- The problem -
Print each line exactly as it is given.
***** Data shown *****
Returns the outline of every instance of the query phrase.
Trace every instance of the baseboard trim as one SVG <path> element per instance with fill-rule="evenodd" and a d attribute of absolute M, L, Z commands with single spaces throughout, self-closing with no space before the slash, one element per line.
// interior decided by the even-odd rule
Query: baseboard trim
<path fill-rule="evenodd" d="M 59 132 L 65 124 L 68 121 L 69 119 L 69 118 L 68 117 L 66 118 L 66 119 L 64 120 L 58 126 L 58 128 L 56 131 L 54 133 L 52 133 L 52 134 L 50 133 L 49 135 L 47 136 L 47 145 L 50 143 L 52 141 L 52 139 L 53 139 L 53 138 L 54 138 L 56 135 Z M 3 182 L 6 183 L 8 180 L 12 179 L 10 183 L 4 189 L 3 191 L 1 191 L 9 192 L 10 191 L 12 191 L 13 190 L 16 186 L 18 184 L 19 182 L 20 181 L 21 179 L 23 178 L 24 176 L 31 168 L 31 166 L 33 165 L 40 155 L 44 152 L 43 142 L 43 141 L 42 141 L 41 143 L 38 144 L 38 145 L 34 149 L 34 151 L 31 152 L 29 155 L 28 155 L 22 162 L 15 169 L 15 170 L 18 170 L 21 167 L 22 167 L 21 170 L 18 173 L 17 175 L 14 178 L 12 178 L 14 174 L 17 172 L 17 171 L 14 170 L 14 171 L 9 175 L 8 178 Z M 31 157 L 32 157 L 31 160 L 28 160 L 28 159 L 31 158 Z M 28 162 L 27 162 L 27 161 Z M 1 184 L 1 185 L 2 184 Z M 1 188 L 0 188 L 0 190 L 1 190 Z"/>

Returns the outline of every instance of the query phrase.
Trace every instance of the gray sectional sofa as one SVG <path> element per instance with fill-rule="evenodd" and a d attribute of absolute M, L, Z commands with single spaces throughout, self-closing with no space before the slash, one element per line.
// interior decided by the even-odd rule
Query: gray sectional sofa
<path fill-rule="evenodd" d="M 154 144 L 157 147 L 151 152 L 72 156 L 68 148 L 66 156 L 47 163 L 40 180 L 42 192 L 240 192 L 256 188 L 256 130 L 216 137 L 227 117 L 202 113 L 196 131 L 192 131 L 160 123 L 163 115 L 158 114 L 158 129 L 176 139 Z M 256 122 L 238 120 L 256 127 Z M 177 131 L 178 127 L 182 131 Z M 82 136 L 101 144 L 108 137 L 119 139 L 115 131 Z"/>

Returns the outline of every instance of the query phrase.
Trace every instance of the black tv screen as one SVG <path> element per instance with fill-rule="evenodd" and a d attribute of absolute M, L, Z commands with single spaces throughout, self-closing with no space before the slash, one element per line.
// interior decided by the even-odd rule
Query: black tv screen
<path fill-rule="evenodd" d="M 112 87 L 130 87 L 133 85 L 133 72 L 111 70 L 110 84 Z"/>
*****
- Final answer -
Returns the outline of every instance of the query phrase.
Trace every instance of the baseboard trim as one SVG <path> element per instance with fill-rule="evenodd" and a d attribute of absolute M, L, Z commands with single spaces throughout, self-closing with no space before the slash, one element per line.
// interior decided by the even-odd rule
Query: baseboard trim
<path fill-rule="evenodd" d="M 59 132 L 65 124 L 68 121 L 69 119 L 69 118 L 68 117 L 66 118 L 66 119 L 64 120 L 58 126 L 58 128 L 56 131 L 54 133 L 52 133 L 52 134 L 50 133 L 49 135 L 47 136 L 47 145 L 50 143 L 52 141 L 52 139 L 53 139 L 53 138 L 54 138 L 56 135 Z M 3 182 L 6 183 L 8 180 L 12 179 L 10 183 L 4 189 L 3 191 L 1 191 L 9 192 L 10 191 L 12 191 L 13 190 L 16 186 L 18 184 L 19 182 L 20 181 L 21 179 L 23 178 L 24 176 L 31 168 L 31 166 L 33 165 L 40 155 L 44 152 L 43 142 L 43 141 L 42 141 L 41 143 L 38 144 L 38 145 L 34 149 L 34 151 L 31 152 L 29 155 L 28 155 L 22 162 L 15 169 L 15 170 L 18 170 L 21 167 L 22 167 L 21 170 L 18 173 L 17 175 L 14 178 L 12 178 L 14 174 L 17 172 L 17 171 L 14 170 L 14 171 L 9 175 L 8 178 Z M 31 157 L 32 157 L 31 160 L 28 160 L 28 159 L 31 158 Z M 28 162 L 27 162 L 27 161 Z M 1 184 L 1 185 L 2 184 Z M 1 188 L 0 188 L 0 190 L 1 190 Z"/>

Returns the outline of every instance of the query phrase.
Trace every instance of the gray sectional sofa as one SVG <path> element per instance with fill-rule="evenodd" and a d attribute of absolute M, L, Z commands with single spaces throughout, self-closing with no space before the slash, one element per line.
// interior decided by the even-odd rule
Query: gray sectional sofa
<path fill-rule="evenodd" d="M 154 144 L 157 147 L 151 152 L 72 156 L 68 148 L 66 156 L 47 163 L 40 180 L 42 192 L 240 192 L 256 188 L 256 130 L 216 137 L 227 117 L 202 113 L 196 131 L 192 131 L 160 123 L 163 115 L 158 114 L 158 129 L 176 139 Z M 256 122 L 238 120 L 256 127 Z M 177 131 L 178 127 L 182 131 Z M 82 136 L 101 144 L 108 137 L 119 139 L 115 131 Z"/>

Returns the outline of every instance of the query phrase.
Trace every instance of the black tv screen as one SVG <path> element per instance with fill-rule="evenodd" and a d attribute of absolute M, L, Z commands with single spaces throughout, self-closing with no space before the slash, one element per line.
// interior decided by the even-odd rule
Query: black tv screen
<path fill-rule="evenodd" d="M 112 87 L 130 87 L 133 85 L 133 72 L 111 70 L 110 84 Z"/>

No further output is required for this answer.